===== Text excerpt

Comcast Corp. will spend $10 million in Philadelphia to wire more than 200 recreation centers, health clinics, police stations, and other city buildings with high-speed fiber-optic lines, but also earn $32 million in fees over about 15 years to manage the local network.

Comcast Corp. will spend $10 million in Philadelphia to wire more than 200 recreation centers, health clinics, police stations, and other city buildings with high-speed fiber-optic lines, but also earn $32 million in fees over about 15 years to manage the local network.

Verizon Communications Inc. is now the provider of the data services for city agencies and buildings.

City officials say that the network was not a sweetheart deal for Philadelphia-based Comcast and that Verizon rejected the idea of building out a new network during its franchise talks with Philadelphia officials in 2009.

"The goal is to transfer connectivity to Comcast," said Adel Ebid, Philadelphia's chief information officer. "We always had the need [for a network], and we were agnostic as to who provided it."

City Council approved and Mayor Nutter signed a 15-year franchise-renewal agreement this month with Comcast, though some details are still being finalized.

The new "institutional network" - or I-NET - deepens Comcast's economic interests in a city where it employs thousands, is constructing a second skyscraper as part of its headquarters complex, and is earning hundreds of millions of dollars a year in revenue and profit from cable-TV and Internet subscribers.

The deal also boosts a recently launched business unit in Comcast's cable division that offers sophisticated multilocation data services to big corporations and organizations such as banks and hospitals. The unit competes with Verizon, AT&T, and CenturyLink.

City negotiators say they wrung concessions out of Comcast for a network that will save the city about $50,000 a month for data services now provided by Verizon, officials said.

Ebid said Philadelphia now uses Verizon's "leased circuit" technology with speeds of about 1.5 million megabits per second to most buildings. The city renews a Verizon data-services contract annually and will not renew the contract when the Comcast network comes online, he said.

Verizon could not be reached for comment late last week.

==========

_Activity 1_
Extract the portion of the article about Comcast's Philadelphia city network that lies between "City officials say" and "officials in 2009.", inclusive.
_Activity 2_
According to the article about Comcast's Philadelphia city network, how much will the new network save the city on data services?
_Activity 3_
Proceed with the article about Comcast's Philadelphia city network, picking up after its final sentence.
You will not need the records.

===== Entries provided

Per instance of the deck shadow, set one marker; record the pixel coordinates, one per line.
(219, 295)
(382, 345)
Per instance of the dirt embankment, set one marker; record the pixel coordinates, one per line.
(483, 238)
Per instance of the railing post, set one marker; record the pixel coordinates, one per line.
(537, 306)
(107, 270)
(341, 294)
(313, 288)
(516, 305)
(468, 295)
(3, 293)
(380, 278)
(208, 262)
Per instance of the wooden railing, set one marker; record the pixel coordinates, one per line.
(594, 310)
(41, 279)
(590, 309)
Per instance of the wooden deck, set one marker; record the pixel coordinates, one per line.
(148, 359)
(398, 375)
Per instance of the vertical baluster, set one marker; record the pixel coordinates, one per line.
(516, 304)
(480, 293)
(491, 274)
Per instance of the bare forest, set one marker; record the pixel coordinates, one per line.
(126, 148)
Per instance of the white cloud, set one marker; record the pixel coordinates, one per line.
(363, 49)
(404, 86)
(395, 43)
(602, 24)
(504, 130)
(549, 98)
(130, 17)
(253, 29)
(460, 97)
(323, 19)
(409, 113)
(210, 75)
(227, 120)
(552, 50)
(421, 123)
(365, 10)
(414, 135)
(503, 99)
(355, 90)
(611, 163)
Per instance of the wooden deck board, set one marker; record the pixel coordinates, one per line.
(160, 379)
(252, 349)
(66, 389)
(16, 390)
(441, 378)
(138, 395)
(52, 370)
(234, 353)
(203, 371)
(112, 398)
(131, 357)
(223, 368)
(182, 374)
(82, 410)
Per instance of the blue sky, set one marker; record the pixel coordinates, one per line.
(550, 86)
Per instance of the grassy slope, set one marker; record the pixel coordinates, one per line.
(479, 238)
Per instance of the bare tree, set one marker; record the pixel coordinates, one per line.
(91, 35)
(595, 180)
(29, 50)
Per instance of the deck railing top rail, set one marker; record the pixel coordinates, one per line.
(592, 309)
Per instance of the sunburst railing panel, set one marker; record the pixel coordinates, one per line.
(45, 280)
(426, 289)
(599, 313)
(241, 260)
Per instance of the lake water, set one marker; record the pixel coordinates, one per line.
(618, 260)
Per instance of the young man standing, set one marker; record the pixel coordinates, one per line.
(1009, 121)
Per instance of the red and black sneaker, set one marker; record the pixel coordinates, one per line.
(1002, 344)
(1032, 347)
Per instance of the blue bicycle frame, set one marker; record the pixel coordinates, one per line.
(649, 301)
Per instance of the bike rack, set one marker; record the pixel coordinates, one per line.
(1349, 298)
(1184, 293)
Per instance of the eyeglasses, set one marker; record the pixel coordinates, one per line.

==========

_Expected output 1_
City officials say that the network was not a sweetheart deal for Philadelphia-based Comcast and that Verizon rejected the idea of building out a new network during its franchise talks with Philadelphia officials in 2009.

_Expected output 2_
About $50,000 a month.

_Expected output 3_
The new Comcast network will offer speeds beginning at 100 megabits per second and advance to gigabit speed, or 1,000 megabits per second, for City Hall, the Municipal Services Building, and police district headquarters.

A particular benefit will be the city's recreation centers - many of which are served only with "courtesy" cable-TV lines, Ebid said. "The hope is that we would put WiFi at every place where municipal services are being provided," he said.

Comcast will invest $9 million into the new network over the next two years, and the city will pay the cable giant $202,000 a month to manage it when it's completed, Ebid said. While the franchise renewal runs 15 years, the city will only pay the monthly fee when the network is running. It's expected to be about 13 years.

In seven years, Comcast will invest an additional $1 million to upgrade switches and routers, bringing the total capital investment to $10 million.

The city could pay the $202,000 monthly fee directly to Comcast, or Comcast could take the funds out of the franchise fees it pays Philadelphia for the right to offer cable service, Ebid said.

Comcast, the nation's largest cable company, pays Philadelphia about $17.5 million a year in franchise fees - or 5 percent of total TV-related revenues derived from city cable-TV subscribers.

Councilman Bobby Henon, chair of the public property committee that negotiated the Comcast franchise renewal, said he thought the network could improve public services for city residents "with quick data and quick speeds."